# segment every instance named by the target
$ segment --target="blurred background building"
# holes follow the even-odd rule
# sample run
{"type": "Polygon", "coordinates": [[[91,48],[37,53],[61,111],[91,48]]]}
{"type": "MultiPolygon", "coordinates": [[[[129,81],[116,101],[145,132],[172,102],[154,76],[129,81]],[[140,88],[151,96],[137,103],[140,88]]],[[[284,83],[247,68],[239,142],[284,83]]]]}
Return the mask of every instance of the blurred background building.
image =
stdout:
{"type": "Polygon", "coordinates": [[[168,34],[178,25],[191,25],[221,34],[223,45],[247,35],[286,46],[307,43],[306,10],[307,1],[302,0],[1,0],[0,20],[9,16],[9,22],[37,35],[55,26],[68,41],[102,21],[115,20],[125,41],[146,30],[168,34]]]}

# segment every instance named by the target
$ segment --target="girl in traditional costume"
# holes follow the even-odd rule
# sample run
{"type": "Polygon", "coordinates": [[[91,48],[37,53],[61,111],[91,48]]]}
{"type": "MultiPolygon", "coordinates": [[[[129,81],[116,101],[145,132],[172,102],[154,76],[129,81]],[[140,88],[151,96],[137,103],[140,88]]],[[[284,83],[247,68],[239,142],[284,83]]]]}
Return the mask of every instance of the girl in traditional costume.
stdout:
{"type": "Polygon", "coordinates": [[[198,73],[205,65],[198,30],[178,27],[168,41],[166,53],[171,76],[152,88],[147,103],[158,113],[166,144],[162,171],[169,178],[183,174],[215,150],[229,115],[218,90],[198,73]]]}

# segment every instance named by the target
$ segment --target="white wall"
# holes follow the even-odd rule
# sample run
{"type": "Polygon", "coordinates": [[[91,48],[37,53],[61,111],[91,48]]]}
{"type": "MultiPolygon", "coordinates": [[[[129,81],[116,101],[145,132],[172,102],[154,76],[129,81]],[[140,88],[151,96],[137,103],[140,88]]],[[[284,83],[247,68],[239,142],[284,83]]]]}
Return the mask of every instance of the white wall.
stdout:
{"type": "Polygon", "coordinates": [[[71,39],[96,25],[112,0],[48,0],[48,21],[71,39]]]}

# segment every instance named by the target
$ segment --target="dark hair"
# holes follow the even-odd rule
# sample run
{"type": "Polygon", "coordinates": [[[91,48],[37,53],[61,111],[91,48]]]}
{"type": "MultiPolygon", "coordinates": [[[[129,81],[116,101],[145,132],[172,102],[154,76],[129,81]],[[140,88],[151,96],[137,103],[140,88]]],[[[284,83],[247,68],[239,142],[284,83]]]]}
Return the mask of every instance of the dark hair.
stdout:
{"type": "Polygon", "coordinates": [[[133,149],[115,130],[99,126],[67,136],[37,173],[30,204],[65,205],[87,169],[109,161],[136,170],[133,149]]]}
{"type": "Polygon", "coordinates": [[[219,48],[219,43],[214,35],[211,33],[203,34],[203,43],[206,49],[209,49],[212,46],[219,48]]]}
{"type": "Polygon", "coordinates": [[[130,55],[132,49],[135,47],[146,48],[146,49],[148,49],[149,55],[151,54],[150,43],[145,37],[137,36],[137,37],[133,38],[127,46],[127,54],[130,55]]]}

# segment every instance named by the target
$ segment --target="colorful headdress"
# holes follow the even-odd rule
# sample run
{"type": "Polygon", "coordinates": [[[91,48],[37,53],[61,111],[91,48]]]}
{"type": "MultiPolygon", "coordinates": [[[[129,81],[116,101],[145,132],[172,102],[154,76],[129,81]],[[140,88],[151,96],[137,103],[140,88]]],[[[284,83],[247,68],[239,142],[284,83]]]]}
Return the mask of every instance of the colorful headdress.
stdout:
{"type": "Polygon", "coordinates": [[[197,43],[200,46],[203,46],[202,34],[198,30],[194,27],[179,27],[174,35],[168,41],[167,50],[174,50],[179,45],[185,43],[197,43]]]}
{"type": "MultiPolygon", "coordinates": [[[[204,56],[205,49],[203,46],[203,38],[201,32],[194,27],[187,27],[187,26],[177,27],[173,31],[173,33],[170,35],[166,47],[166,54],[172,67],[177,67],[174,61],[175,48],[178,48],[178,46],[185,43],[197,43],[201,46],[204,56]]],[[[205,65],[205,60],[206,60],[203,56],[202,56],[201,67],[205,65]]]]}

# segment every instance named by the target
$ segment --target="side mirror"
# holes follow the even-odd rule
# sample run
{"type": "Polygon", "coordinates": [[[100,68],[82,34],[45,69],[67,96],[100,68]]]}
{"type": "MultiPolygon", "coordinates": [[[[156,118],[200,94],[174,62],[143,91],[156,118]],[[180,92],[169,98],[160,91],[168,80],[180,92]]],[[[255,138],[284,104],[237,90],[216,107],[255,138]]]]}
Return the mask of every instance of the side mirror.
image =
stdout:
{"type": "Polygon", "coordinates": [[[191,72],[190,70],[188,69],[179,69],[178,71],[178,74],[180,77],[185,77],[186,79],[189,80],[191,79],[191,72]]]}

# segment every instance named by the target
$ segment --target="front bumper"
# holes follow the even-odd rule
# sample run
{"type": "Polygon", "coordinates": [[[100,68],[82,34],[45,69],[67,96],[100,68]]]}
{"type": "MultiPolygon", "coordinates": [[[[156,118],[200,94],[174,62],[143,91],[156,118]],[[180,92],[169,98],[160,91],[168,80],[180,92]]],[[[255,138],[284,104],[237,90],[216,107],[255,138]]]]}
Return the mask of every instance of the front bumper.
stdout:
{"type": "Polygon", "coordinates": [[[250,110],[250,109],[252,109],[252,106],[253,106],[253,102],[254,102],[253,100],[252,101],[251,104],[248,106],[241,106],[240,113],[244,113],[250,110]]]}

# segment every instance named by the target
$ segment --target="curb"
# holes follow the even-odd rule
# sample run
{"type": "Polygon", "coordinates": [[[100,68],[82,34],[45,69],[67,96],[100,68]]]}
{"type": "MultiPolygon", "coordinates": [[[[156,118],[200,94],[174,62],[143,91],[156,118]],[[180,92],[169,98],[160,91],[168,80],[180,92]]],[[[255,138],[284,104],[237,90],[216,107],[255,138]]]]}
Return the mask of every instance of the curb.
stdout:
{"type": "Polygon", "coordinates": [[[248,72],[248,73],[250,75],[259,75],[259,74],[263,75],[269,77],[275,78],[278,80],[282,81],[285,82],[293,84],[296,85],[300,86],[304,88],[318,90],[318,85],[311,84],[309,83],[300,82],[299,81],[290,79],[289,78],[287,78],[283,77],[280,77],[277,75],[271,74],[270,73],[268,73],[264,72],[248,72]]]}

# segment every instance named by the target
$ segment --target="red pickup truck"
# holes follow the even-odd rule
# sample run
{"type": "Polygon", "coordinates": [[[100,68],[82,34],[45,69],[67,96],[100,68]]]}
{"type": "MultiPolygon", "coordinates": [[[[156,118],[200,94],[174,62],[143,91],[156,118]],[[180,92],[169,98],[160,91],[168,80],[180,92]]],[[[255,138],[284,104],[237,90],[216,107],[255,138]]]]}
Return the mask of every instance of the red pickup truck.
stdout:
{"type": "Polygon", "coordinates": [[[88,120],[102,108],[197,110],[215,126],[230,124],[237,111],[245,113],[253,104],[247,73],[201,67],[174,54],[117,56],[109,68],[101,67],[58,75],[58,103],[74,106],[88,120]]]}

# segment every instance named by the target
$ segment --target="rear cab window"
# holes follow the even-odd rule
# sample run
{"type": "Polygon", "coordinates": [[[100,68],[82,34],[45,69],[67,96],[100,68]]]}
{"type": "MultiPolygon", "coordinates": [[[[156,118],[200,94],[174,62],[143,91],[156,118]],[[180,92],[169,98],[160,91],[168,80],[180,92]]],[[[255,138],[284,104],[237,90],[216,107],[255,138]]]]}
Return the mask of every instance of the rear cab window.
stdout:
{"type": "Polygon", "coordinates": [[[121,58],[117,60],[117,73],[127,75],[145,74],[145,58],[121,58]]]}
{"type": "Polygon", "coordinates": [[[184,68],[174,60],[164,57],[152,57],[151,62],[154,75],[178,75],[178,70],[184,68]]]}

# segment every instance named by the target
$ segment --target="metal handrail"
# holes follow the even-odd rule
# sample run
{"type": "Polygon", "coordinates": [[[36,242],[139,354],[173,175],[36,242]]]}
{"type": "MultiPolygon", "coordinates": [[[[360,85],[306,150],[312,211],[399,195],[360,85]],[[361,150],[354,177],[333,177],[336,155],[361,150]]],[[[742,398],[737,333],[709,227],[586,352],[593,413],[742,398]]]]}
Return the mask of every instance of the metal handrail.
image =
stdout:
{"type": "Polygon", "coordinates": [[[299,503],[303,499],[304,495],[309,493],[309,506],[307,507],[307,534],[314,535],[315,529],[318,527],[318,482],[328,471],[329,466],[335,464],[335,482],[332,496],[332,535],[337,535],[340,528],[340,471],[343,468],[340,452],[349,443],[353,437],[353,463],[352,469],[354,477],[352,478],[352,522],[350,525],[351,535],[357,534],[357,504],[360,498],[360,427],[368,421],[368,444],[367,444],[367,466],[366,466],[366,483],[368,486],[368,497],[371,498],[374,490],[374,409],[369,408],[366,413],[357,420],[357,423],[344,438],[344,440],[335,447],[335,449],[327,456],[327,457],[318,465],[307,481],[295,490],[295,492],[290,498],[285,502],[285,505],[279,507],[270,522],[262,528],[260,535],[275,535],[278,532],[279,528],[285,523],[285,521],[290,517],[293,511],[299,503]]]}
☆ ☆ ☆ ☆ ☆
→ **TASK STATEMENT**
Pick out every line above that contains the word "mask", and copy each one unchanged.

→ **OUTPUT FOR THIS EXERCISE**
Return the mask of every instance of the blurred background building.
Return the mask of every instance of the girl in traditional costume.
Return the mask of every instance of the white wall.
Return the mask of every instance of the dark hair.
Return the mask of every instance of the colorful headdress.
Return the mask of every instance of the side mirror.
Return the mask of every instance of the front bumper.
Return the mask of every instance of the curb.
Return the mask of every instance of the red pickup truck.
Return the mask of every instance of the rear cab window.
Return the mask of every instance of the metal handrail.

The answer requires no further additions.